§ **DATA FOR PROCESSING**:
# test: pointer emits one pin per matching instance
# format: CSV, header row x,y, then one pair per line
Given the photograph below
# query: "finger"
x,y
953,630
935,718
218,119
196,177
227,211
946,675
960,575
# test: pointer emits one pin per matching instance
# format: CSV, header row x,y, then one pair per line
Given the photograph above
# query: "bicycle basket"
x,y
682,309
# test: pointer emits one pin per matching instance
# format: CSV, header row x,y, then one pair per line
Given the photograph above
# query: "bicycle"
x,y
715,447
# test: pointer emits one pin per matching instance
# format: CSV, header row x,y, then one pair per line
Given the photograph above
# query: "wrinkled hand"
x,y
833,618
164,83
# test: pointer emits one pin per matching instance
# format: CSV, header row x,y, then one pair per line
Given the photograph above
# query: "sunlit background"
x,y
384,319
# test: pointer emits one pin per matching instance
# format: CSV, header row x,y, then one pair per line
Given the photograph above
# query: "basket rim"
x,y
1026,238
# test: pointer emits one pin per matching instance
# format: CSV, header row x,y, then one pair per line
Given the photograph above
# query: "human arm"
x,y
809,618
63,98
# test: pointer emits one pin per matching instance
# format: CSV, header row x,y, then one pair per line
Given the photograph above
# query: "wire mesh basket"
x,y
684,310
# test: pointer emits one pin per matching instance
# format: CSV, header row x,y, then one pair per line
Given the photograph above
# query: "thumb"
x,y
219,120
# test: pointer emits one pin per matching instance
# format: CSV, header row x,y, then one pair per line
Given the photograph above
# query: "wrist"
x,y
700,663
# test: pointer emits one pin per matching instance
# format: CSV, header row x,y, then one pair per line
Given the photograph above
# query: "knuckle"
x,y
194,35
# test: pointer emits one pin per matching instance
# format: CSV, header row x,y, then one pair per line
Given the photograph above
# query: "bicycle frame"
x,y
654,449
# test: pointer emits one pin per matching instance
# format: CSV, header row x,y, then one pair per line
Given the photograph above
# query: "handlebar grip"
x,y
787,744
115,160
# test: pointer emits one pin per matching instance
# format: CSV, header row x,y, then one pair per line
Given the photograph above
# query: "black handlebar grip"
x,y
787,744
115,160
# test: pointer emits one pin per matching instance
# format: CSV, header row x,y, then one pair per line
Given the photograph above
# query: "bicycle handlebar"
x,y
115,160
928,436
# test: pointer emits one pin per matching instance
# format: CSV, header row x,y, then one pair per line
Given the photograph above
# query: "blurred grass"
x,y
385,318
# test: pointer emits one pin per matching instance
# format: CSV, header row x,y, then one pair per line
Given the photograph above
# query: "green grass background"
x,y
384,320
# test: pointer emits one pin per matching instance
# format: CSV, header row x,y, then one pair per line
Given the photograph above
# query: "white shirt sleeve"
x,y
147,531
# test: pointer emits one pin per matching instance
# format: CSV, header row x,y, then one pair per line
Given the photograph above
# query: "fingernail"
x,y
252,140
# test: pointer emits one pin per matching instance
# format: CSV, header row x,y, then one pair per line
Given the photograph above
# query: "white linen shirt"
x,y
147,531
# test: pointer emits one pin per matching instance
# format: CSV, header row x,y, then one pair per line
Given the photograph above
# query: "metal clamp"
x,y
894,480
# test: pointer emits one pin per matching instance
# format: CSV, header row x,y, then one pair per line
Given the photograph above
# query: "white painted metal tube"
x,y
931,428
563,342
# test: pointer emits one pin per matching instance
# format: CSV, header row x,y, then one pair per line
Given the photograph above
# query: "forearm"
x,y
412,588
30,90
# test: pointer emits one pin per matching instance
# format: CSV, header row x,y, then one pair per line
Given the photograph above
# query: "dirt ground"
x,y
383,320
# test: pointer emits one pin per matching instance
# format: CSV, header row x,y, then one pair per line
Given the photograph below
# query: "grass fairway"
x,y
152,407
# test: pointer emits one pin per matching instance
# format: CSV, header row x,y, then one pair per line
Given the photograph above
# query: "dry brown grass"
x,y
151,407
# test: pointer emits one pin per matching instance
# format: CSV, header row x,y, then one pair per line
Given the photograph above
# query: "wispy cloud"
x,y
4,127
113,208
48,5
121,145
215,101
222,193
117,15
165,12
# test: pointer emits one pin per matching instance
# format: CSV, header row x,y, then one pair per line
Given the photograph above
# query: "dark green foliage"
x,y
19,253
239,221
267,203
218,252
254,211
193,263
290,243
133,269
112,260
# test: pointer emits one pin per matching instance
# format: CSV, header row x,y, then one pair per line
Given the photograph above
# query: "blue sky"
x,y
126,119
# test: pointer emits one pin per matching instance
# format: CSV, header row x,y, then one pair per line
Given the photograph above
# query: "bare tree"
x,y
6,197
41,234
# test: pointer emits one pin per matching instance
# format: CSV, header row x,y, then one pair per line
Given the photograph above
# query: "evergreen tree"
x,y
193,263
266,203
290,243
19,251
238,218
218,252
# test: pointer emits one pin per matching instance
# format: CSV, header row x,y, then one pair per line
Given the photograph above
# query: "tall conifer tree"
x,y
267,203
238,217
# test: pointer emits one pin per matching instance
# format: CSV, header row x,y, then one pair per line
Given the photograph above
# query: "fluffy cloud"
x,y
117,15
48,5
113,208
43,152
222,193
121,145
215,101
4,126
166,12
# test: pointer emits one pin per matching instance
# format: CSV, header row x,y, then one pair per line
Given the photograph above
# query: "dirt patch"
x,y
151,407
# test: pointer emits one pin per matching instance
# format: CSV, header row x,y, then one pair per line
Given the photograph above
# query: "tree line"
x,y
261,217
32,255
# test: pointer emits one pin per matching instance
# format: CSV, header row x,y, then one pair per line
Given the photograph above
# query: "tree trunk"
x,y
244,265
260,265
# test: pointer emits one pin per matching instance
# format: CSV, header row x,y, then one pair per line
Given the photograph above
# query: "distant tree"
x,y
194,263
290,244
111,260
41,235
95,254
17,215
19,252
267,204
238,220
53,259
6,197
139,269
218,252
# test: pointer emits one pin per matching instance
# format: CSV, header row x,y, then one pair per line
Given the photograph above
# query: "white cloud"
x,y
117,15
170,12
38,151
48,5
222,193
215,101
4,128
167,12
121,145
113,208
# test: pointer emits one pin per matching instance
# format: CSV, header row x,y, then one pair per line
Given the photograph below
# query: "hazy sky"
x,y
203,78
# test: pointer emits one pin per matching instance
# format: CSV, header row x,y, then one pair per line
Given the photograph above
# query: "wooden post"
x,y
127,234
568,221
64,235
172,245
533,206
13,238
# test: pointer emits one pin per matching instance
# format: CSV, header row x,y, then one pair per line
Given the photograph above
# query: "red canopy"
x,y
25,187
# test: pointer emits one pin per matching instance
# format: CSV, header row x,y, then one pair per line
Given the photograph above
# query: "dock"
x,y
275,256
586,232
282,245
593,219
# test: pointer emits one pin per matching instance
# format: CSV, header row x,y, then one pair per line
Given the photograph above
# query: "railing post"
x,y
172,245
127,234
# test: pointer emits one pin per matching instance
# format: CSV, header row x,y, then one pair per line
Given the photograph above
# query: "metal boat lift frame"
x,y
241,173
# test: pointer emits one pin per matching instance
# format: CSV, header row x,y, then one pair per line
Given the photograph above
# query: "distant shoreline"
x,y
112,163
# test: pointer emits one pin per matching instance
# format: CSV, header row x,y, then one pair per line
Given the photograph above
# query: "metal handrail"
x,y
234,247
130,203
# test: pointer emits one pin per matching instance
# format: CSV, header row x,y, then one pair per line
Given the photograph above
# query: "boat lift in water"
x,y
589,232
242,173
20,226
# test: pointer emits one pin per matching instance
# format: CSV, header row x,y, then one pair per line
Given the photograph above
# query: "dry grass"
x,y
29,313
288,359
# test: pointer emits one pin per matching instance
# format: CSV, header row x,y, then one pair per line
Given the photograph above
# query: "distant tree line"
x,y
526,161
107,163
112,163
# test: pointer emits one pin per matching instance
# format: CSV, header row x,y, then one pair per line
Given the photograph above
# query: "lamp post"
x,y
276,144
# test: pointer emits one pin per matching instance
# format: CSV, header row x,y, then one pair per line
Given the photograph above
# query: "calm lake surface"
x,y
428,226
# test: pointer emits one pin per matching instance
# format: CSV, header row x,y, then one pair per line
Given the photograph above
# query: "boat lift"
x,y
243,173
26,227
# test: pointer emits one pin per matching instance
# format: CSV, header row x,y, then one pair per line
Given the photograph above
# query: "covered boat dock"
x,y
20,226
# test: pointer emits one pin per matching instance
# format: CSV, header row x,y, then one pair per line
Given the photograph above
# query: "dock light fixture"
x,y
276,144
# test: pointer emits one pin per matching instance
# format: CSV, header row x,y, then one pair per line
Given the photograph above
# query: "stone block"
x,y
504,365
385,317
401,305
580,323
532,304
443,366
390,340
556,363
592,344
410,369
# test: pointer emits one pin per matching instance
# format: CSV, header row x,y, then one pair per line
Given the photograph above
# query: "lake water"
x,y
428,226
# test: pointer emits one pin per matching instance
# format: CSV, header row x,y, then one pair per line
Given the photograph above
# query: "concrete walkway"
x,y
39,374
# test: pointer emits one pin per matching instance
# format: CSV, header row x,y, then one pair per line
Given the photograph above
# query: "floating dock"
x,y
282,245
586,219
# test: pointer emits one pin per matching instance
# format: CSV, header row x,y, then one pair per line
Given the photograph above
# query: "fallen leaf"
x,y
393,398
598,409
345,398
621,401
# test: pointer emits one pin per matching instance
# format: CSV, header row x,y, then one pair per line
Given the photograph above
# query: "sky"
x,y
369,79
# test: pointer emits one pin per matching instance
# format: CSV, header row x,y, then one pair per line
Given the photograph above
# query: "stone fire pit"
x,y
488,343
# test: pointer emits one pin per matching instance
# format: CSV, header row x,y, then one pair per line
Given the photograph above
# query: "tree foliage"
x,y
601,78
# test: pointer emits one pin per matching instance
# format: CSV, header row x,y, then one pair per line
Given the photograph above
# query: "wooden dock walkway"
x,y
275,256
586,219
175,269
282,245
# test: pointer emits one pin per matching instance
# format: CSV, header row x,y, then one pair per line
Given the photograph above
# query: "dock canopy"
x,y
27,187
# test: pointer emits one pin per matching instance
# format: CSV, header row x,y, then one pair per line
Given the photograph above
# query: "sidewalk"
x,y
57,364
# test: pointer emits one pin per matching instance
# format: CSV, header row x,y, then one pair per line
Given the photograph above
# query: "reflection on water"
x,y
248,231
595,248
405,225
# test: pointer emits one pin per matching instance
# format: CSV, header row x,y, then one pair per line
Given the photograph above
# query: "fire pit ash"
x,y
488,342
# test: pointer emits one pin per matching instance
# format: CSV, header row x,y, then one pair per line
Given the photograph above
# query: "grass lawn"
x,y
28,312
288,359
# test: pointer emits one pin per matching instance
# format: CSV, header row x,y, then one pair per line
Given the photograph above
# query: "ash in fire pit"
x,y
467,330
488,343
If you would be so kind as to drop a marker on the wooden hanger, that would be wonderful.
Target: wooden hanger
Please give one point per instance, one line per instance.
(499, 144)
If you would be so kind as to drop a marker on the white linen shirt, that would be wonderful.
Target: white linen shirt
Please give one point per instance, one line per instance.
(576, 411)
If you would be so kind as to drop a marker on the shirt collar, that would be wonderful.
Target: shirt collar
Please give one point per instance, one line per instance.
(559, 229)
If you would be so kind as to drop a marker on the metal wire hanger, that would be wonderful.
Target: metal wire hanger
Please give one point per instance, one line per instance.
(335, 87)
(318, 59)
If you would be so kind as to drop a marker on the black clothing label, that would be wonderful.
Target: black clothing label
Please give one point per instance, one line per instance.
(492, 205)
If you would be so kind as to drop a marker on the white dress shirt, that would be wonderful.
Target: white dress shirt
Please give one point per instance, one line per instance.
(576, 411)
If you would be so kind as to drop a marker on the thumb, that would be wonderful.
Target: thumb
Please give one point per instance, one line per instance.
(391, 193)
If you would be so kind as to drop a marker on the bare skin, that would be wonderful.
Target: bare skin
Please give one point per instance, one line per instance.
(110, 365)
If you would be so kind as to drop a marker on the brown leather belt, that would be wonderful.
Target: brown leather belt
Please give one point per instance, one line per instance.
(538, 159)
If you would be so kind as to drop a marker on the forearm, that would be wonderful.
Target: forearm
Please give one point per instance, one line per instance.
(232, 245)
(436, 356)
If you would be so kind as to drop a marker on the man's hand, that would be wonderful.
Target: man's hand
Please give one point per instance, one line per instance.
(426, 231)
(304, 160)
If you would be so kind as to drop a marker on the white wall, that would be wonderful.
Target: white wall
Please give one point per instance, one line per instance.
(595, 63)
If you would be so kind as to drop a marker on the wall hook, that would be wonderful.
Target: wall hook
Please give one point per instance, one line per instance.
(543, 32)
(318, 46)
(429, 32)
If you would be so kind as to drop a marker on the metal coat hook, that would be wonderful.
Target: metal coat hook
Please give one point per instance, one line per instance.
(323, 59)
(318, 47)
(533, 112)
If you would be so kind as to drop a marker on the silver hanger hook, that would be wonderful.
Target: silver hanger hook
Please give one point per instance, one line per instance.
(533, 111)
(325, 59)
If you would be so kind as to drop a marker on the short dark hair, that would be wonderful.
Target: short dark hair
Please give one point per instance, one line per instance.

§ **THE TASK**:
Render the lines from the one containing "dress shirt, that would be wonderful." through the end of the items as a JSON list of strings, one string per line, leaving out blank lines.

§ **TASK ANSWER**:
[
  "If you would be so kind as to drop a marker on the white dress shirt, that would be wonderful.",
  "Target: white dress shirt",
  "Please give one point per instance, one line per instance.",
  "(576, 411)",
  "If you would be so kind as to drop a marker on the thumb, that would be wonderful.",
  "Target: thumb",
  "Please give one point per instance, one line per instance.",
  "(391, 193)",
  "If you would be so kind as to drop a marker on the bare skin, that would be wonderful.",
  "Target: bare skin",
  "Please give one point per instance, one line per instance.",
  "(110, 365)",
  "If you would be so kind as to drop a marker on the brown leather belt, that would be wonderful.",
  "Target: brown leather belt",
  "Please give one point per instance, one line per instance.",
  "(538, 159)",
  "If you would be so kind as to drop a marker on the forearm, that would be wonderful.",
  "Target: forearm",
  "Please give one point per instance, one line per instance.",
  "(232, 245)",
  "(436, 356)",
  "If you would be so kind as to drop a marker on the man's hand, that would be wonderful.",
  "Target: man's hand",
  "Please give one point per instance, one line per instance.",
  "(426, 231)",
  "(304, 160)",
  "If you would be so kind as to drop a marker on the white wall, that would be wonderful.",
  "Target: white wall",
  "Please give one point per instance, one line per instance.",
  "(595, 63)",
  "If you would be so kind as to drop a marker on the wall hook, that would be wonderful.",
  "Target: wall hook",
  "Please give one point per instance, one line per instance.",
  "(543, 32)",
  "(318, 46)",
  "(429, 32)",
  "If you would be so kind as to drop a marker on the metal coat hook, that would be wonderful.",
  "Target: metal coat hook",
  "Please give one point per instance, one line per instance.",
  "(323, 59)",
  "(318, 47)",
  "(533, 112)",
  "If you would be so kind as to drop a marker on the silver hanger hook, that would be wonderful.",
  "Target: silver hanger hook",
  "Please give one point per instance, one line per instance.",
  "(533, 111)",
  "(325, 59)",
  "If you would be so kind as to drop a marker on the short dark hair, that would be wonderful.",
  "Target: short dark hair",
  "Please give one point per instance, one line per instance."
]